Start of Data section

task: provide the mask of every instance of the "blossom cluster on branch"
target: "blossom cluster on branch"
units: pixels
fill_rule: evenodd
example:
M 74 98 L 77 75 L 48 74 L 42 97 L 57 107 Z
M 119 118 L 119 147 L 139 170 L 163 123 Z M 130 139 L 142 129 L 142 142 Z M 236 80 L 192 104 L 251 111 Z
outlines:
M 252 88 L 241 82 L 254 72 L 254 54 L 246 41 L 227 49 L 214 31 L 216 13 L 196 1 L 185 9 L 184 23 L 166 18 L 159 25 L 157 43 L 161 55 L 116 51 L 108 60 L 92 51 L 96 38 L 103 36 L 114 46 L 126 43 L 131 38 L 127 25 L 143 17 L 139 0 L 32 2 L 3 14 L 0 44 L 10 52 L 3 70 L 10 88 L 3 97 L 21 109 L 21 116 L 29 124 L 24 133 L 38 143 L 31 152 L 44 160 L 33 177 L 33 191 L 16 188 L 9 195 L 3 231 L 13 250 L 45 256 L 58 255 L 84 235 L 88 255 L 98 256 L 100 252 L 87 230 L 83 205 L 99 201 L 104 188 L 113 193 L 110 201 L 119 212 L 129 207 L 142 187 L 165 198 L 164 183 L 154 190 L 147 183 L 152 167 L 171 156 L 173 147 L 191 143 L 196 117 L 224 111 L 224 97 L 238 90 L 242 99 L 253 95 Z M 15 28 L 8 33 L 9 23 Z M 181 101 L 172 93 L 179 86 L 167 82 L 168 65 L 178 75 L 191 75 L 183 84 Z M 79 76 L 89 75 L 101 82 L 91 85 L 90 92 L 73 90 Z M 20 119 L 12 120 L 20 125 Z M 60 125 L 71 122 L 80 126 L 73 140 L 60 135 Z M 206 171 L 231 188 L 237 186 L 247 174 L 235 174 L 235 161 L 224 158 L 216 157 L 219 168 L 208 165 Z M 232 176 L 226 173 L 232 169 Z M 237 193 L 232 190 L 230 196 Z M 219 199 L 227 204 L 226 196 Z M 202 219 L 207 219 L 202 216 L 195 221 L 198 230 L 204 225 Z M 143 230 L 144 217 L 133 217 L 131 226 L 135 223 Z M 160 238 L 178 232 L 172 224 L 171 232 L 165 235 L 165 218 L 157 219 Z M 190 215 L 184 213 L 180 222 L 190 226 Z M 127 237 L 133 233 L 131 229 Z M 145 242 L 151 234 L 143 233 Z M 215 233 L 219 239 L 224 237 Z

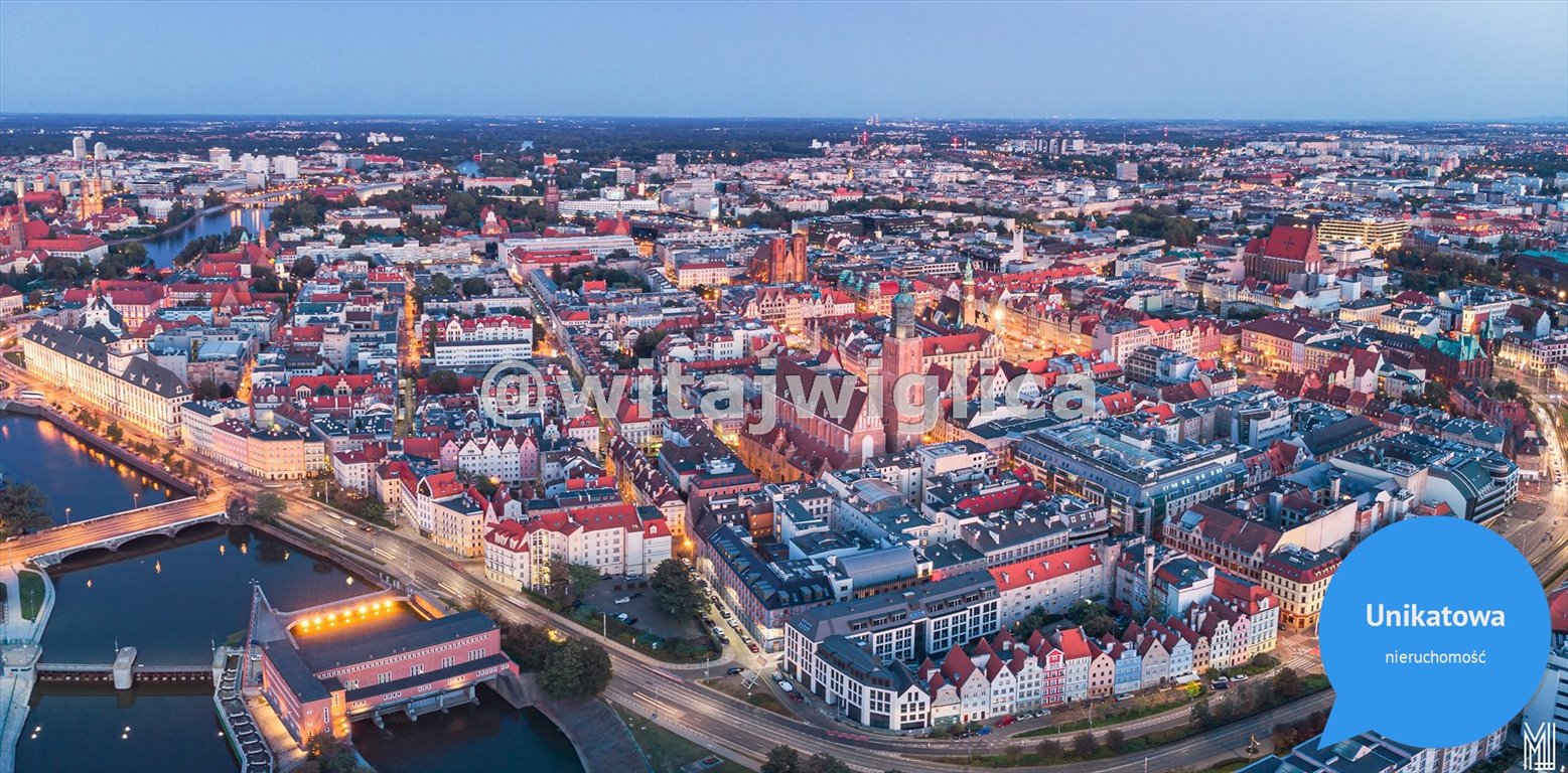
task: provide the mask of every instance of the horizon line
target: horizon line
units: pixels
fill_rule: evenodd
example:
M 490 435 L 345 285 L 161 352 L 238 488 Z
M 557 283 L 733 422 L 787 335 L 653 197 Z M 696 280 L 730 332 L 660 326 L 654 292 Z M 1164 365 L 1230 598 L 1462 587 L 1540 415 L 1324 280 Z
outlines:
M 193 118 L 193 119 L 605 119 L 605 121 L 855 121 L 864 122 L 867 116 L 720 116 L 720 114 L 610 114 L 610 113 L 169 113 L 169 111 L 136 111 L 136 113 L 93 113 L 93 111 L 14 111 L 0 110 L 0 119 L 8 118 Z M 1074 118 L 999 118 L 999 116 L 880 116 L 883 122 L 1167 122 L 1167 124 L 1563 124 L 1568 113 L 1560 116 L 1516 116 L 1516 118 L 1148 118 L 1148 116 L 1074 116 Z

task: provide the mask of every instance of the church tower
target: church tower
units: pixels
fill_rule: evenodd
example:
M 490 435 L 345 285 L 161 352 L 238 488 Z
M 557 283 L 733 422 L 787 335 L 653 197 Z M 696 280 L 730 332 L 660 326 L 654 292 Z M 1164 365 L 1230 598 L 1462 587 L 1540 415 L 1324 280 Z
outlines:
M 1008 260 L 1027 260 L 1029 254 L 1024 252 L 1024 224 L 1013 221 L 1013 251 L 1007 254 Z
M 971 260 L 964 260 L 964 284 L 963 296 L 958 306 L 958 326 L 969 326 L 975 323 L 975 265 Z
M 920 334 L 914 329 L 914 293 L 906 279 L 900 285 L 892 298 L 892 331 L 883 339 L 883 428 L 889 453 L 919 445 L 925 420 L 925 384 L 905 384 L 908 389 L 898 394 L 900 378 L 924 375 Z M 900 408 L 900 403 L 908 408 Z

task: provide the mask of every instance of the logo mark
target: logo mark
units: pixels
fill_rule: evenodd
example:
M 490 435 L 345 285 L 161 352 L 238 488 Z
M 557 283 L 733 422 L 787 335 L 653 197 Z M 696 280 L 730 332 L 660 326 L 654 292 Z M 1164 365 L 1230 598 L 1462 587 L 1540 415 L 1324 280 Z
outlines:
M 1549 721 L 1535 726 L 1523 723 L 1519 732 L 1524 735 L 1524 770 L 1543 773 L 1557 770 L 1557 724 Z

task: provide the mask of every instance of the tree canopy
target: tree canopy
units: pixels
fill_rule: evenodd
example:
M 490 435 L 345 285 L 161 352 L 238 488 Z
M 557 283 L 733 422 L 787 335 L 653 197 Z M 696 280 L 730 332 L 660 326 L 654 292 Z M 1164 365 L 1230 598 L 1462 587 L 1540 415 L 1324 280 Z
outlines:
M 652 588 L 654 605 L 671 618 L 691 618 L 702 608 L 702 590 L 685 564 L 674 558 L 665 558 L 654 569 Z
M 0 483 L 0 538 L 38 532 L 53 524 L 44 492 L 31 483 Z

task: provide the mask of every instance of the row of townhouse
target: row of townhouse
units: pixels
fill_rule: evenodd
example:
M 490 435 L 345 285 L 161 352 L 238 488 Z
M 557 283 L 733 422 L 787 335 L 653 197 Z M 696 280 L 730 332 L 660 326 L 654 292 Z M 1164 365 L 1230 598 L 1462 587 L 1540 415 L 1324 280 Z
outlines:
M 593 566 L 602 575 L 648 575 L 670 558 L 670 525 L 655 508 L 618 499 L 572 505 L 536 500 L 525 514 L 486 525 L 485 575 L 533 591 L 549 588 L 554 561 Z
M 1272 651 L 1279 627 L 1267 590 L 1220 574 L 1210 597 L 1165 622 L 1101 638 L 1036 630 L 1019 643 L 999 626 L 985 630 L 993 588 L 971 574 L 809 610 L 786 627 L 782 671 L 848 720 L 906 731 L 1190 682 Z M 975 597 L 972 613 L 922 613 L 961 596 Z M 960 630 L 977 635 L 952 640 Z M 911 655 L 924 657 L 913 670 Z

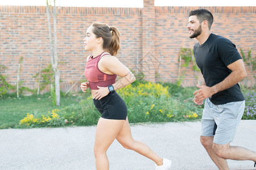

End of Data section

• Written exercise
Please pick out each line of the items above that contains the word "instance".

• Output of the exercise
task: provide the mask of every instance of the "blossom cluster on branch"
task: provide the mask of every instance of the horizon line
task: provide the mask of every instance of the church tower
task: provide the mask of every instance of the logo mark
task: provide the mask of every instance of the tree canopy
task: provide the mask of every instance of the row of townhouse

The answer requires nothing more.